SOURCE INFORMATION.
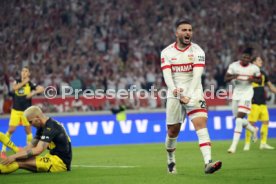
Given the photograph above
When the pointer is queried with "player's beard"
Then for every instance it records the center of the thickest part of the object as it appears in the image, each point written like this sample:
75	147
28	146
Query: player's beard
182	42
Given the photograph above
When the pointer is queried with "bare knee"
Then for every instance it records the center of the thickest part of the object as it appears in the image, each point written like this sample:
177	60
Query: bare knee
199	123
173	130
11	129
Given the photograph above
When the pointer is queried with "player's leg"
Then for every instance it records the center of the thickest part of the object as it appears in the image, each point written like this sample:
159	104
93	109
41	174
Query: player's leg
13	123
7	142
198	116
264	128
253	117
173	111
28	128
244	108
6	169
237	129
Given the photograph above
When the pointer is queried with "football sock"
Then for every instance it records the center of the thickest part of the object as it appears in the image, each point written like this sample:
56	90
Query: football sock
6	169
248	126
204	144
170	146
264	133
29	138
4	147
237	132
247	137
7	142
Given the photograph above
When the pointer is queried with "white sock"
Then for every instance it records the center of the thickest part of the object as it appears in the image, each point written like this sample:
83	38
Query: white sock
237	132
204	144
170	146
248	126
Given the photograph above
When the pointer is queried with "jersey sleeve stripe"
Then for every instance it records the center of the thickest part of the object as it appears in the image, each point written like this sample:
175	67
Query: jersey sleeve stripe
165	67
196	111
205	144
244	107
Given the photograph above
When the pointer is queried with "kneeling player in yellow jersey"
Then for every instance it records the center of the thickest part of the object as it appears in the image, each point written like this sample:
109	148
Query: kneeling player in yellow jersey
49	135
23	90
259	111
5	140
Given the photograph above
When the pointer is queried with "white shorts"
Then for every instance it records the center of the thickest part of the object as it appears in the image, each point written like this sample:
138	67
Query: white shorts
176	112
241	106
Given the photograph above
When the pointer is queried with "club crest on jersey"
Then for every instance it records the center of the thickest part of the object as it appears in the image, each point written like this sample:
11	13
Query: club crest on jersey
182	68
191	57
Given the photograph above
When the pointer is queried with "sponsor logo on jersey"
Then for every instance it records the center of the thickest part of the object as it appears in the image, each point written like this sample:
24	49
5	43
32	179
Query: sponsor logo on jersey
182	67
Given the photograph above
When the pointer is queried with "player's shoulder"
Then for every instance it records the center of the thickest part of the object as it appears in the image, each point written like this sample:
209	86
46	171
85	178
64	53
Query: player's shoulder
196	48
255	67
235	64
168	49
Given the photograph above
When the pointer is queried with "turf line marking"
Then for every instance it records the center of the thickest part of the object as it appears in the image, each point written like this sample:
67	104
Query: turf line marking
104	166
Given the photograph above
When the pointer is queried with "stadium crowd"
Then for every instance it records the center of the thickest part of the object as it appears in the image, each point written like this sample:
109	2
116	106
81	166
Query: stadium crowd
114	44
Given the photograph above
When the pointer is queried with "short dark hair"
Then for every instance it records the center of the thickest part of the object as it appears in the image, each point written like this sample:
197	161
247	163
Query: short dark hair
178	23
27	67
248	51
253	59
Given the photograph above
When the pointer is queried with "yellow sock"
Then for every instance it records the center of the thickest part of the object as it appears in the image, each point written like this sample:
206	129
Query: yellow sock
264	133
29	138
6	169
4	147
247	137
7	142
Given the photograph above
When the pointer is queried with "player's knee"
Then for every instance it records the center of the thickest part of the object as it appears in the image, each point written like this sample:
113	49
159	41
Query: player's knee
11	130
239	124
173	132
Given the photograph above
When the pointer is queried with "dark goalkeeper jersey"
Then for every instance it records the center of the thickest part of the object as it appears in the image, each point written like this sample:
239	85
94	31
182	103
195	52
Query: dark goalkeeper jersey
259	97
60	143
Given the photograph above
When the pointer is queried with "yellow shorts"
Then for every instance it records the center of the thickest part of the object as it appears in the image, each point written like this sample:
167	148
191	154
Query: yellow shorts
258	113
49	163
17	118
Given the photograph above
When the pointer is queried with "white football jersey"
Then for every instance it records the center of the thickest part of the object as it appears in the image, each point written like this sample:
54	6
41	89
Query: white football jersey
243	88
181	63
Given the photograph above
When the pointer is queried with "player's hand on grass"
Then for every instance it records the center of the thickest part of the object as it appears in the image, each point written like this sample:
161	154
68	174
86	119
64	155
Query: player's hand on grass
185	99
26	80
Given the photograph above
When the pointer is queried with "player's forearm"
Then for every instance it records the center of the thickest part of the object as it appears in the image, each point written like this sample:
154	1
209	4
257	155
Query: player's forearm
229	77
271	87
18	86
25	154
256	80
168	79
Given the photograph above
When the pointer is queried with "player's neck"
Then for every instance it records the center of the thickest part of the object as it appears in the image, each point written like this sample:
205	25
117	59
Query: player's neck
182	46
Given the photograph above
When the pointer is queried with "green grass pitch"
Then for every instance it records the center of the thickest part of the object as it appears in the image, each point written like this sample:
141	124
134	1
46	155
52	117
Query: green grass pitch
146	164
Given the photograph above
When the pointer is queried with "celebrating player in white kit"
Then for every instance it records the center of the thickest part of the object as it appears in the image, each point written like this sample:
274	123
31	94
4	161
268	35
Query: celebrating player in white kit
243	73
182	64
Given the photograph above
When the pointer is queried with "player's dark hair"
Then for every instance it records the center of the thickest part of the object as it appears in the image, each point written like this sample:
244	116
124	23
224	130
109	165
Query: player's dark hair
248	51
180	22
26	67
253	59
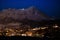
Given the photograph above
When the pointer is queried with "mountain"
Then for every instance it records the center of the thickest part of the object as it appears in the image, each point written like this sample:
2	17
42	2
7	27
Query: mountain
31	13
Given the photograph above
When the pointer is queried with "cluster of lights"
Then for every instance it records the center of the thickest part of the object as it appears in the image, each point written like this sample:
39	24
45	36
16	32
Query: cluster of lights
21	32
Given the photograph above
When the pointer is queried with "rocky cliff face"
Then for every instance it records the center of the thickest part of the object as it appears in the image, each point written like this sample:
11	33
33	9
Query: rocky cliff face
20	14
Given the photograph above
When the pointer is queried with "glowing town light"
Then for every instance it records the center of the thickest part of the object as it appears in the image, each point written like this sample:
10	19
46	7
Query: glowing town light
35	28
43	27
23	34
22	9
55	26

YOUR TASK.
Type out all the records verbatim, minus images.

SOLUTION TO THIS TASK.
Given the photograph above
When the pointer is queried with "player's beard"
Then for every instance it records the center of the thickest part of the object as it appears in the image, each point written like this sample:
75	147
28	146
Query: player's beard
182	42
Given the photograph above
When the pointer is queried with "bare knee"
Then for every instance it records the center of the thickest part of the object as it appears in the image, each point written like this sample:
177	60
Query: bare knee
199	123
173	130
11	129
Given the photograph above
When the pointer is queried with "player's leg"
Then for every instance it records the center of the thickest part of the object as it appears in the image, each point written like this sample:
159	104
93	109
41	174
Query: player's leg
13	123
7	142
198	116
264	128
253	117
173	111
28	128
244	108
6	169
237	129
Given the photograph above
When the pointer is queried with "football sock"
Then for every instance it records the center of the thickest part of the object as it appears in the image, each point written like this sample:
56	90
Query: football sock
6	169
248	126
204	144
170	146
264	133
29	138
4	147
237	132
247	137
7	142
Given the photograph above
When the pointer is queried with "white sock"
Then for every instance it records the center of the thickest part of the object as it appears in the image, each point written like this sample:
83	38
Query: white sock
237	132
204	144
170	146
248	126
Given the photograph above
When the pointer is queried with "jersey sleeve stripe"
Then for every instance it records the center of the thickest part of the object as it appears in the image, each point written like this sample:
175	67
Query: jersey sleeve stripe
165	67
196	111
205	144
244	107
Given the photograph above
When the pointer is queried with "kneeling player in yellow jersey"
Then for every instance it records the center of the thickest part of the object as it appears in the image, each point written like this sample:
109	148
Query: kneeling player in yellow jersey
49	135
23	90
259	111
5	140
Given the photograph above
When the pointer is queried with "white shorts"
Then for every instance it records the center of the thickest part of the object as it appears in the image, each point written like this sample:
138	67
Query: white shorts
176	112
241	106
Given the photograph above
When the pointer is queried with "club crest on jersey"
Then for every instance it records the center of the thickest part of the object as it appears in the image, each point written like this sample:
11	13
Query: club crest on jersey
182	68
191	57
Given the photograph above
When the pointer is queried with "sponsor logo on jersey"
Then for every instance it records the center of the thickest part of the object as it appears in the image, each point written like this sample:
24	49
5	43
32	179
Query: sponsor logo on jersey
182	67
Given the photograph above
When the pointer is queried with "player's shoulder"
Then for every instance it records the center of the thickest part of the object as it appears in the image, each point written like this sample:
209	86
46	171
85	178
64	53
Query: player's shoulder
196	48
255	67
235	64
168	49
Given the photograph above
When the pointer is queried with "turf line marking"
Then for every instance it records the center of the thickest part of the object as it appears in the image, each point written like this sample:
67	104
Query: turf line marking
104	166
Given the photograph above
When the pointer is queried with "stadium crowd"
Then for every instance it records the center of the thickest part of the object as it appears in the image, each point written like this sample:
109	2
116	106
81	166
Query: stadium crowd
114	44
Given the photograph above
When the pointer is queried with "short dark hair"
Then for every instance it records the center of the thickest part of the object as it appears in the image, each point written like this sample:
197	161
247	163
Query: short dark hair
178	23
27	67
248	51
253	59
Given the photograph above
When the pointer is queried with "yellow sock"
Then for every instance it records the center of the thickest part of the object as it appears in the image, each point written like this sample:
206	129
Query: yellow sock
264	133
29	138
6	169
4	147
247	137
7	142
Given the photograph above
When the pointer is queried with "player's knee"
Then for every instance it records the center of the thickest part of the object as it appears in the image, each point written like this sample:
113	49
159	41
Query: player's knee
11	130
239	124
173	132
Given the photograph above
When the pointer is queried with "dark goalkeeper jersey"
Then for every instance it records the center of the thickest part of the object as it appears in the image, each point written like this sample:
239	85
94	31
182	103
195	52
Query: dark goalkeeper jersey
259	97
60	143
Given the photograph above
When the pointer is queried with "yellow shorts"
Then for every instance it records the center of the thickest part of the object as it appears in the image, each point written like this sample:
167	148
191	154
Query: yellow shorts
258	113
49	163
17	118
Given the photograph above
When the pointer is queried with "white football jersey"
Then for every instance it records the center of the thickest part of the object as it appears in the image, each point written like this sample:
54	6
41	89
Query: white football jersey
243	88
181	63
Given the photograph above
When the pointer is queried with "player's hand on grass"
Then for every instance it records the center of the thickest part of the object as it appears in the image, each point written like this sample:
161	154
68	174
86	119
64	155
Query: player's hand on grass
185	99
26	80
Given the photograph above
When the pointer is queried with "player's forearm"
Then for every instance it records the center of the thickest part of the object as it appears in the image, each point written like this sample:
154	1
209	4
257	155
Query: player's forearm
229	77
271	87
18	86
25	154
256	80
168	79
Given the photograph above
When the pointer is queried with "player's neck"
Then for every instance it records the center of the thickest part of the object as it appears in the image, each point written like this sample:
205	25
117	59
Query: player's neck
182	46
Given the photograph above
When the pointer is queried with "green grass pitch"
Then for every instance it records the center of the thickest part of the object as it appears in the image, each point written like this sample:
141	124
134	1
46	155
52	117
Query: green grass pitch
146	164
Given the photograph above
When the pointer is queried with "celebrating player in white kit"
Then for every instance it records the center of the thickest part of the object as it appears in the image, each point written like this sample:
274	123
31	94
4	161
268	35
Query: celebrating player in white kit
243	73
182	64
Given the photograph above
When the pointer is queried with "player's dark hair"
Then for every instance it records the center of the thickest part of the object as it appears in the image, each point written like this sample:
244	116
124	23
224	130
109	165
Query: player's dark hair
248	51
180	22
26	67
253	59
Given the photograph above
When the pointer is queried with "mountain"
Then for every instance it records the center of the thickest part of the object as it appears in the image, each point written like this sample:
2	17
42	2
7	27
Query: mountain
31	13
Given the photograph above
When the pointer is queried with "cluster of lights"
Then for every instance it records the center of the thickest part of the object as it appears in the image, each point written like this sample:
39	24
45	36
16	32
Query: cluster of lights
21	32
Given the photograph above
When the pointer is queried with "rocky cliff face"
Then for every instance it records the center of the thickest part of the object as it appears in the image, each point written like this sample:
11	33
33	9
Query: rocky cliff face
20	14
Given the photograph above
When the pointer is queried with "glowing town light"
Then for every instance it records the center of the thickest part of the object as it appears in the image, each point written like this sample:
10	19
46	7
Query: glowing town light
35	28
43	27
23	34
22	9
55	26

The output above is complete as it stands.